> **About this exercise**
Collect every line in the rows below that contains the string "clicks", copying each line in full.

> **Data provided**

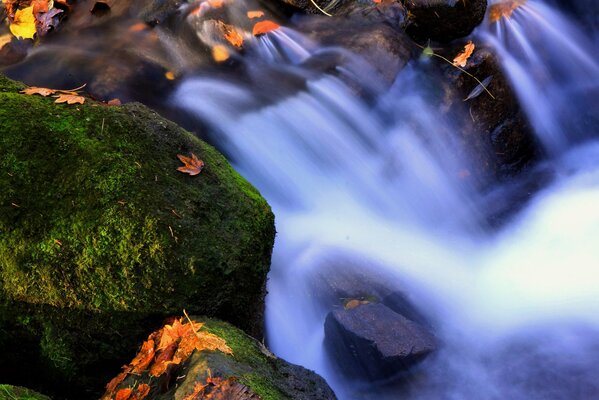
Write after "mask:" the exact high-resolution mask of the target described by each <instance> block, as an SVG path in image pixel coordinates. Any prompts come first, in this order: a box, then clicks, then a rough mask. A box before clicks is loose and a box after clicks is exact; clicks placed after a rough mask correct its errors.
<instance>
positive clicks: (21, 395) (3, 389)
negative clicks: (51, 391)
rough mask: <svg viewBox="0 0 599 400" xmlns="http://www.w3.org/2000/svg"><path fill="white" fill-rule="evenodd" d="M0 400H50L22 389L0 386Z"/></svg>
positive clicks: (46, 397)
mask: <svg viewBox="0 0 599 400" xmlns="http://www.w3.org/2000/svg"><path fill="white" fill-rule="evenodd" d="M0 400H50V398H49V397H48V396H44V395H43V394H40V393H37V392H34V391H33V390H29V389H27V388H24V387H19V386H12V385H0Z"/></svg>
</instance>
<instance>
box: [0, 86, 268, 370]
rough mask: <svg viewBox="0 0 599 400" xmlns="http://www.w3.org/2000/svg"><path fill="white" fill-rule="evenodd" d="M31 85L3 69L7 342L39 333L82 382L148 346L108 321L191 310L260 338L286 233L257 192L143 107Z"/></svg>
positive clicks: (139, 330)
mask: <svg viewBox="0 0 599 400" xmlns="http://www.w3.org/2000/svg"><path fill="white" fill-rule="evenodd" d="M22 88H23V86H22V85H21V84H19V83H16V82H13V81H10V80H8V79H6V78H4V77H2V76H0V171H1V174H0V285H1V287H0V300H2V304H1V307H2V311H3V314H2V315H1V316H0V322H2V326H0V330H2V331H3V332H4V333H5V335H4V336H3V337H2V338H1V340H0V345H1V346H3V347H5V346H10V340H11V337H16V338H20V340H25V341H30V342H31V343H30V344H32V345H35V344H36V341H37V349H36V350H31V351H30V353H31V354H34V353H37V354H38V356H39V357H40V358H41V359H42V360H46V361H49V364H50V365H51V366H52V369H53V370H54V371H55V372H56V373H57V374H58V376H60V377H62V378H64V379H67V378H68V379H75V377H76V379H77V381H78V382H82V381H84V379H83V378H84V377H82V376H81V375H80V374H81V371H83V370H86V369H88V368H89V369H92V368H91V367H90V365H93V364H94V363H102V362H103V360H104V359H111V360H114V359H118V358H119V357H121V358H122V357H123V356H124V355H125V354H126V355H127V356H129V355H130V353H131V352H132V351H134V350H135V348H133V349H129V350H128V351H129V352H125V350H126V348H127V345H126V342H127V340H128V339H123V340H122V341H121V342H118V340H117V338H118V337H119V335H114V334H109V332H113V331H117V332H120V333H119V334H120V335H122V336H123V337H125V336H126V335H127V332H129V333H131V335H128V336H135V334H136V333H138V332H141V331H142V330H146V331H147V329H151V328H153V326H145V327H144V326H140V325H139V324H140V323H141V322H143V321H145V322H147V321H154V323H156V322H157V321H158V322H159V321H160V320H161V318H162V317H164V316H167V315H173V314H177V315H178V314H180V313H181V311H182V309H183V308H185V309H187V310H188V311H189V312H193V313H198V314H204V315H209V316H217V317H219V318H222V319H225V320H227V321H230V322H232V323H234V324H236V325H237V326H240V327H241V328H243V329H244V330H245V331H246V332H249V333H251V334H254V335H258V336H259V335H260V334H261V329H262V320H263V318H262V313H263V307H264V302H263V299H264V287H265V282H266V275H267V272H268V269H269V265H270V255H271V251H272V244H273V240H274V233H275V231H274V217H273V214H272V212H271V210H270V207H269V206H268V204H267V203H266V201H265V200H264V199H263V198H262V197H261V196H260V194H259V193H258V192H257V191H256V189H254V188H253V187H252V186H251V185H250V184H249V183H248V182H247V181H245V180H244V179H243V178H242V177H241V176H239V175H238V174H237V173H236V172H235V171H234V170H233V169H232V168H231V166H230V165H229V164H228V163H227V161H226V160H225V159H224V157H223V156H222V155H220V154H219V153H218V152H217V151H216V150H215V149H214V148H212V147H211V146H209V145H207V144H206V143H203V142H202V141H200V140H199V139H197V138H196V137H195V136H193V135H192V134H190V133H188V132H186V131H184V130H183V129H181V128H179V127H178V126H176V125H175V124H173V123H171V122H169V121H167V120H165V119H163V118H161V117H159V116H158V115H157V114H155V113H154V112H152V111H151V110H149V109H147V108H146V107H144V106H141V105H138V104H132V105H126V106H122V107H107V106H104V105H102V104H98V103H94V102H93V101H91V100H89V99H88V101H87V102H86V104H85V105H64V104H62V105H61V104H54V99H53V98H43V97H41V96H26V95H23V94H20V93H19V90H20V89H22ZM191 153H194V154H195V155H197V156H198V157H199V158H200V159H202V160H203V161H204V162H205V168H204V170H203V171H202V172H201V174H200V175H197V176H194V177H191V176H188V175H185V174H183V173H181V172H178V171H177V170H176V169H177V168H178V167H179V166H181V165H182V164H181V163H180V162H179V160H178V159H177V154H184V155H190V154H191ZM68 326H72V327H74V328H73V331H74V332H75V333H76V334H70V333H69V332H68V329H67V330H66V331H65V329H66V328H67V327H68ZM135 340H137V339H135ZM117 342H118V343H117ZM98 346H100V347H102V350H106V354H104V355H97V354H96V352H95V351H96V348H97V347H98ZM5 348H6V347H5ZM104 348H105V349H104ZM111 349H112V350H113V351H112V350H111ZM109 350H110V351H109ZM11 351H12V350H11ZM108 353H111V354H108ZM81 359H85V360H87V361H89V363H88V364H85V365H82V364H81V362H79V361H78V360H81ZM61 360H62V361H61ZM117 366H118V364H117ZM78 374H79V375H78ZM62 378H61V379H62Z"/></svg>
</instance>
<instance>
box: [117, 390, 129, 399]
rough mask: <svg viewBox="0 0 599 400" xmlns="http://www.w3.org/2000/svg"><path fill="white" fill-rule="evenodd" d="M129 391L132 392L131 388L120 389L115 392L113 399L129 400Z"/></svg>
mask: <svg viewBox="0 0 599 400" xmlns="http://www.w3.org/2000/svg"><path fill="white" fill-rule="evenodd" d="M131 393H133V389H131V388H126V389H121V390H119V391H118V392H116V396H115V400H129V398H130V397H131Z"/></svg>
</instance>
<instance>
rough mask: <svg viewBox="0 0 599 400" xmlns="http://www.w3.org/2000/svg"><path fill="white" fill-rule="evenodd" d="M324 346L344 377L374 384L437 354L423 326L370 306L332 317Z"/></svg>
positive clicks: (345, 310)
mask: <svg viewBox="0 0 599 400" xmlns="http://www.w3.org/2000/svg"><path fill="white" fill-rule="evenodd" d="M325 345H326V347H327V350H328V351H330V352H331V353H332V355H333V357H334V358H335V360H336V361H337V365H338V367H339V368H340V369H341V371H342V372H343V373H344V374H346V375H348V376H351V377H355V378H362V379H364V378H365V379H367V380H371V381H374V380H379V379H384V378H389V377H393V376H396V375H399V374H401V373H402V372H405V371H407V370H408V369H409V368H410V367H411V366H413V365H415V364H416V363H418V362H419V361H422V360H423V359H424V358H425V357H426V356H428V355H429V354H430V353H432V352H433V351H435V350H436V348H437V341H436V339H435V337H434V336H433V335H432V334H431V333H430V332H429V331H428V330H427V329H426V328H424V327H423V326H422V325H420V324H418V323H416V322H414V321H410V320H409V319H407V318H405V317H403V316H401V315H399V314H397V313H395V312H393V311H392V310H391V309H389V308H388V307H386V306H385V305H383V304H373V303H370V304H363V305H359V306H357V307H354V308H351V309H343V310H336V311H333V312H331V313H329V314H328V315H327V318H326V321H325Z"/></svg>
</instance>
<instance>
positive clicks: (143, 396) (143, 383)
mask: <svg viewBox="0 0 599 400" xmlns="http://www.w3.org/2000/svg"><path fill="white" fill-rule="evenodd" d="M150 389H151V387H150V385H148V384H147V383H142V384H140V385H139V386H138V387H137V392H135V393H134V394H133V399H132V400H143V399H145V398H146V396H147V395H148V394H149V393H150Z"/></svg>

> **Response box**
Write after "mask:" the exact high-resolution mask of the target described by each <instance> block, as an SVG path in image pixel coordinates. Any prompts come first, in this order: a box, then clicks, then a rough mask. A box before clicks is loose and a box after clicks is exact; clicks placed after a rough mask correct its errors.
positive clicks: (21, 395) (3, 389)
negative clicks: (51, 391)
positive clicks: (46, 397)
positive clicks: (139, 330)
positive clicks: (345, 310)
positive clicks: (143, 396) (143, 383)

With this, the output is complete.